§ **Records contained in a dataset**:
— START —
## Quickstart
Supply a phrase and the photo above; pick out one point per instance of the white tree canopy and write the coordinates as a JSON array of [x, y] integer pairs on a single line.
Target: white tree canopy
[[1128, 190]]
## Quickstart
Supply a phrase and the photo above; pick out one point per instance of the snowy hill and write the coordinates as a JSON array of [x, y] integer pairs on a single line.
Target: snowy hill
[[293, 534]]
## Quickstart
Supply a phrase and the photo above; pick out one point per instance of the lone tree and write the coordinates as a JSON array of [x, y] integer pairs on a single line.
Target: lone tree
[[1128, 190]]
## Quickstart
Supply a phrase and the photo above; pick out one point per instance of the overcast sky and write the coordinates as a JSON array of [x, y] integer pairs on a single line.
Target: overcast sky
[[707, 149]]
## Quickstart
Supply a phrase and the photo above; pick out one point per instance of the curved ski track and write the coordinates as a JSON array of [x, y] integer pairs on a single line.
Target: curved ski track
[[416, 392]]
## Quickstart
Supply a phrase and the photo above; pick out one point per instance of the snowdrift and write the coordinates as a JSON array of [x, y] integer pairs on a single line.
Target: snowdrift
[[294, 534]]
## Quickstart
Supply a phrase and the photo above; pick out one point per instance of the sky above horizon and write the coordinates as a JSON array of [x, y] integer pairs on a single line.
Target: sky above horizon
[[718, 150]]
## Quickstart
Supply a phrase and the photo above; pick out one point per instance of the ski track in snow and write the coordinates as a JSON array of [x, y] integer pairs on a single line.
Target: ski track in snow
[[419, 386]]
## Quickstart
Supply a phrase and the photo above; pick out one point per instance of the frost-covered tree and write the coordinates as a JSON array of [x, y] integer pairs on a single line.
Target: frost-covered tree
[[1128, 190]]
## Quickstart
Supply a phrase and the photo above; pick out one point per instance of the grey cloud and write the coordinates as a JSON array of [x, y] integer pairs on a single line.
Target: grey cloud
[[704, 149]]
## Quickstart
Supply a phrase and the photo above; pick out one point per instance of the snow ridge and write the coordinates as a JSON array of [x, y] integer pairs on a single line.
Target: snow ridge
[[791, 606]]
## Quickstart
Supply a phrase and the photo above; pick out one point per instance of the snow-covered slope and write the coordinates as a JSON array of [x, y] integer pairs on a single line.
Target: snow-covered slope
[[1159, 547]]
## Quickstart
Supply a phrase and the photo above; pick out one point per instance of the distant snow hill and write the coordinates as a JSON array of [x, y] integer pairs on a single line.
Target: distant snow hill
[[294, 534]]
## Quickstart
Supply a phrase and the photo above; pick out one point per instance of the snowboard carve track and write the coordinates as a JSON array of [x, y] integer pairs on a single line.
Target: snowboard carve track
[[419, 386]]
— END —
— START —
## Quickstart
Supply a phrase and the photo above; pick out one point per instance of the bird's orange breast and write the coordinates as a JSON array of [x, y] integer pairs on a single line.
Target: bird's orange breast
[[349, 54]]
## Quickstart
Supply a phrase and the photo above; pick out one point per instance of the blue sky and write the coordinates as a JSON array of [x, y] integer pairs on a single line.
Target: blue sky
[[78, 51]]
— END —
§ **Problem details**: Find every line in the records above that contains the word "curved", and copy each of those lines. Matching is case-sensitive.

§ **Response below**:
Supply a phrase and the photo above; pick out one point per instance of the curved ski track and write the coordinates as a JSON array of [x, y] integer pairs on a single line.
Target: curved ski track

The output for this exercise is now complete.